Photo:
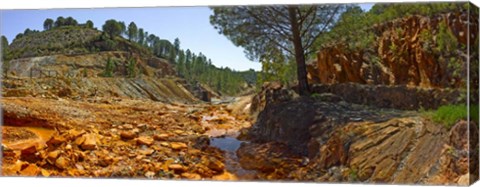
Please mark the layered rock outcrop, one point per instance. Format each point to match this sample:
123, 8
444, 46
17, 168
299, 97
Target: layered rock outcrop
401, 55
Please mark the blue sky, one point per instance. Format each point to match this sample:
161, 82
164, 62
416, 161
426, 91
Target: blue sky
190, 24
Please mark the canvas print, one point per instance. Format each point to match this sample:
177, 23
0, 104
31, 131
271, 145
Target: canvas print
377, 93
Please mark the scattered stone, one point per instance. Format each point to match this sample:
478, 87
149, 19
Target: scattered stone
160, 137
90, 142
128, 126
29, 150
150, 174
74, 133
52, 156
68, 147
146, 152
178, 145
464, 180
144, 140
61, 163
30, 170
225, 176
128, 135
213, 164
45, 173
56, 140
165, 144
192, 176
177, 168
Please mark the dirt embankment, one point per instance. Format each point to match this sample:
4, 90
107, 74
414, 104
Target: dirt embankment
401, 54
_ _ _
Retype the whole listing word for word. Skip the pictures.

Photo:
Please mark the layered rock outcrop, one point per instance. Format each point to match this sample:
123, 8
444, 46
17, 168
299, 97
Target: layered rock outcrop
401, 55
Please mark the blue sky, one point per instance. Format each point to match this sample:
161, 82
164, 62
416, 161
426, 91
Target: blue sky
190, 24
Please mark the canvas print, one point per instance. Format each point to match this sample:
177, 23
0, 104
31, 131
271, 145
Target: canvas print
377, 93
Please mark the scattered stone, one point per instance. Format each point to match this sample:
478, 87
149, 19
Target: scattered stone
160, 137
90, 142
128, 126
29, 150
150, 174
74, 133
52, 156
68, 147
146, 152
178, 145
464, 180
144, 140
61, 163
30, 170
225, 176
128, 135
213, 164
45, 173
56, 140
165, 144
192, 176
177, 168
Please mark the dirt embankment, one point per instance. Format each point to match this sample:
4, 90
107, 74
414, 104
Target: dirt embankment
401, 54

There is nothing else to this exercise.